> **Excerpted records**:
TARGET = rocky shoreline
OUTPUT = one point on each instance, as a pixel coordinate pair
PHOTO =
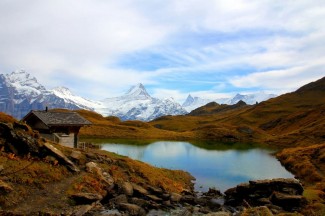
(271, 196)
(95, 183)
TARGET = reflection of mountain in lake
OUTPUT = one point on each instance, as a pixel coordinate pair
(221, 168)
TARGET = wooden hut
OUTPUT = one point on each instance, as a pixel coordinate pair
(60, 127)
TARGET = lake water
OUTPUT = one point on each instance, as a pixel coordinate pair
(213, 165)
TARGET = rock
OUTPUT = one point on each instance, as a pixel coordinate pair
(213, 193)
(139, 202)
(76, 155)
(138, 190)
(258, 192)
(175, 197)
(18, 142)
(61, 157)
(92, 167)
(214, 204)
(127, 188)
(154, 190)
(122, 198)
(86, 198)
(262, 210)
(154, 198)
(82, 210)
(221, 213)
(4, 187)
(287, 202)
(132, 209)
(188, 199)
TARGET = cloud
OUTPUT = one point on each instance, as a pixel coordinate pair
(100, 48)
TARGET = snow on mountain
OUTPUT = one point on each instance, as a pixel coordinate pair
(68, 97)
(251, 98)
(192, 103)
(21, 92)
(138, 104)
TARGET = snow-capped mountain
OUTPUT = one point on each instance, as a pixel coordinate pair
(191, 103)
(251, 98)
(68, 97)
(20, 92)
(138, 104)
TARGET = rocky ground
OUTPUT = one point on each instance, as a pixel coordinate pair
(41, 178)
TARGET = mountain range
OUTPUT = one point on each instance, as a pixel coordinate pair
(20, 92)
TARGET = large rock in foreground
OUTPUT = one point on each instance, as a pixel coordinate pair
(285, 193)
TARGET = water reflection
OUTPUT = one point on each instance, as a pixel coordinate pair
(213, 167)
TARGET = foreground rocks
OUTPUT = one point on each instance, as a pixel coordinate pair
(276, 194)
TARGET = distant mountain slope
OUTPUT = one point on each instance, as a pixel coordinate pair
(214, 108)
(137, 104)
(191, 103)
(292, 119)
(20, 93)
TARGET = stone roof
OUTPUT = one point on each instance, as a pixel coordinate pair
(53, 118)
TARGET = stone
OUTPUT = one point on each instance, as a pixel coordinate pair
(132, 209)
(122, 198)
(214, 204)
(61, 157)
(286, 201)
(154, 198)
(138, 190)
(76, 155)
(127, 188)
(188, 199)
(92, 167)
(261, 210)
(139, 202)
(86, 198)
(81, 210)
(175, 197)
(4, 187)
(154, 190)
(258, 192)
(221, 213)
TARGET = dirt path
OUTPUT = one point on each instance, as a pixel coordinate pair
(53, 198)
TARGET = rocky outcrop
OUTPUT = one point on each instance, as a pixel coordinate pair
(284, 193)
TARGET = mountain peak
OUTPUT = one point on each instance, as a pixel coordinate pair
(138, 91)
(189, 100)
(62, 90)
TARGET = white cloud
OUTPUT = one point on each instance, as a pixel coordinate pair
(80, 42)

> **Given request**: Extract, unchanged, the closing run of lines that opens with the line containing "TARGET = snow-capped mountain" and ends with the last line.

> **Exercise output**:
TARGET = snow-capped mountain
OUTPUT = one point on each instance, as a pixel coordinate pair
(191, 103)
(251, 98)
(68, 97)
(20, 92)
(138, 104)
TARGET = rocky ground
OUTPUT = one point on each instance, as a pixel coordinate pair
(41, 178)
TARGET = mountain range
OUTPUT = one point on each instance, as a pixel coordinate pair
(20, 92)
TARGET = large rock in foreground
OUTPUT = one point on each instance, as a pixel coordinate pair
(285, 193)
TARGET = water reflection
OUTPUT = one point on each instance, as a pixel coordinate pair
(213, 167)
TARGET = foreground rocks
OUTPUT = one point on each instance, as a pixel coordinate pair
(276, 194)
TARGET = distant mountain slope
OUTPUT = one point on each instance, as a pixel coordinate pair
(214, 108)
(137, 104)
(191, 103)
(292, 119)
(20, 93)
TARGET = stone roof
OUTPUT = one point on each instance, as a pixel coordinate pair
(53, 118)
TARGET = stone
OUTPUT = one point on each instance, as a pixel coordinate pair
(132, 209)
(122, 198)
(214, 204)
(61, 157)
(286, 201)
(154, 198)
(138, 190)
(76, 155)
(127, 188)
(188, 199)
(92, 167)
(261, 210)
(139, 202)
(86, 198)
(81, 210)
(175, 197)
(4, 187)
(154, 190)
(258, 192)
(221, 213)
TARGET = dirt path
OUTPUT = one point on each instance, as a pixel coordinate pair
(53, 198)
TARGET = rocky outcrop
OUTPUT = one point on each instance, as a pixel coordinate pair
(284, 193)
TARGET = mountain peak
OUTPUT = one point on each instance, as a pixel coordinate pair
(138, 91)
(189, 100)
(62, 90)
TARGET = white cloud
OUTPUT = one point on each instance, as a pixel coordinate pair
(80, 42)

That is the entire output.